> _Problem statement_: Your copy should match the records below word for word and contain no pictures.

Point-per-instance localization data
__________________________________________________

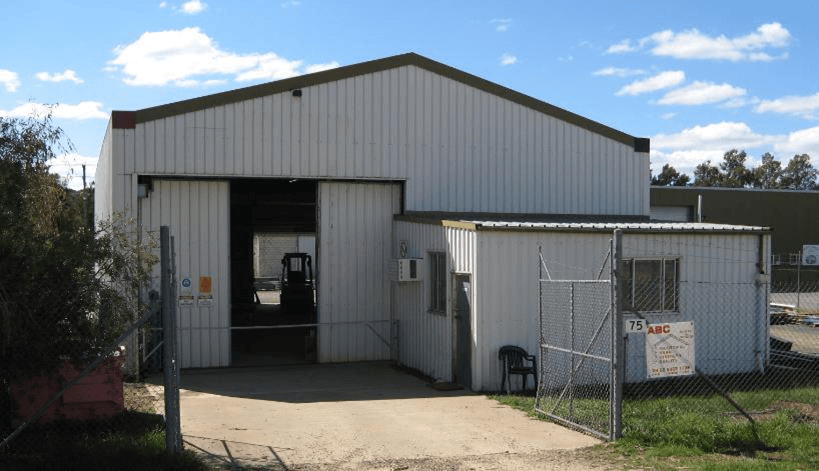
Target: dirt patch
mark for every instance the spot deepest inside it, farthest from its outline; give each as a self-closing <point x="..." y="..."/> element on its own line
<point x="360" y="416"/>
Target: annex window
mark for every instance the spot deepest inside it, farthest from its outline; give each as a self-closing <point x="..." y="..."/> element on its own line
<point x="651" y="285"/>
<point x="437" y="282"/>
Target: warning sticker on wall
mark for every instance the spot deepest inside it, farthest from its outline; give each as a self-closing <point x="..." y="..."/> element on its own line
<point x="205" y="291"/>
<point x="185" y="292"/>
<point x="670" y="349"/>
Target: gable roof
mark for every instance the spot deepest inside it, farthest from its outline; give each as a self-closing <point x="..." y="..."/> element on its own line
<point x="129" y="119"/>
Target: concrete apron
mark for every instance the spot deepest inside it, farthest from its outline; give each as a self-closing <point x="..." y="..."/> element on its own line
<point x="347" y="413"/>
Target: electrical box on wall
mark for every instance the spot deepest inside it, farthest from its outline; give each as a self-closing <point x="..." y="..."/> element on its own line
<point x="410" y="269"/>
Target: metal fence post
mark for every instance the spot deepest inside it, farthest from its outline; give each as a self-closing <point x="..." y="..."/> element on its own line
<point x="617" y="344"/>
<point x="173" y="437"/>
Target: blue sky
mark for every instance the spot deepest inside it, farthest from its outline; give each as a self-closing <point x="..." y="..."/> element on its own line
<point x="697" y="77"/>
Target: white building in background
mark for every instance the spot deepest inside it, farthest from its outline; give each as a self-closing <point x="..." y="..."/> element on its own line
<point x="393" y="158"/>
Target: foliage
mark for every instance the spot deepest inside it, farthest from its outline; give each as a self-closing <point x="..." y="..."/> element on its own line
<point x="669" y="176"/>
<point x="706" y="432"/>
<point x="136" y="441"/>
<point x="67" y="289"/>
<point x="733" y="172"/>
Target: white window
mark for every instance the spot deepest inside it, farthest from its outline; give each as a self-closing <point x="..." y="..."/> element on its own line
<point x="651" y="285"/>
<point x="437" y="282"/>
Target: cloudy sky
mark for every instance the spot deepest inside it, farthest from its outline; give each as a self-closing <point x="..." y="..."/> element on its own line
<point x="697" y="77"/>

__________________________________________________

> _Result of this task_:
Target: dirt patch
mark for every instance the spot deepest inside it, farthest from its outline; give each as a self-closing <point x="..." y="..."/> element on its own line
<point x="360" y="416"/>
Target: annex window
mark for every instance the spot deepest inside it, farthest from its outline; give each as a self-closing <point x="..." y="..."/> element on its own line
<point x="651" y="285"/>
<point x="437" y="282"/>
Target: warning sticker on wall
mark for every instance the spot deepest inside it, farthest from its outline; give each as a self-closing <point x="..." y="..."/> element on its own line
<point x="205" y="291"/>
<point x="185" y="292"/>
<point x="670" y="349"/>
Target: gable roof
mark for every instance the spot deepest inside it, farthest from its outline; give each as a self-closing <point x="..." y="..."/> element on its own line
<point x="129" y="119"/>
Target: concrete apron
mark for every instance the spot deepest inside it, farthest from its outline; give each as a self-closing <point x="..." y="..."/> element on its own line
<point x="347" y="413"/>
Target: electrical box on wall
mark for every instance the spot deepest inside it, farthest from its outline; give each as a self-closing <point x="..." y="..."/> element on its own line
<point x="410" y="269"/>
Target: metal fence post
mark for every instance the spot deepest inside it, farthest from its outline; give each as a self-closing <point x="..." y="..."/> element on its own line
<point x="617" y="344"/>
<point x="173" y="437"/>
Target: blue sky
mark for every instance the spot deepest inside it, farthest from its outline; give each as a self-closing <point x="..." y="..."/> element on its own line
<point x="697" y="77"/>
Target: white building in background
mark for every instance the spot deepest inside it, farthest from its outline; give each as a self-closing <point x="..." y="..."/> element on its own line
<point x="393" y="158"/>
Target: foliage
mark for every instance the spot deepest inside it, farthest from its outline; give each as a self-closing <point x="..." y="..."/> element on its own line
<point x="669" y="176"/>
<point x="706" y="432"/>
<point x="136" y="441"/>
<point x="67" y="289"/>
<point x="733" y="172"/>
Target: white window
mark for every instance the spot deepest inside it, farthest from its outline; give each as a self-closing <point x="..." y="..."/> element on its own line
<point x="651" y="285"/>
<point x="437" y="282"/>
Target: cloudy sky
mark for every instance the spot deepest inside it, farthest from its outline; give each as a self-closing <point x="..." y="..."/> element on its own line
<point x="697" y="77"/>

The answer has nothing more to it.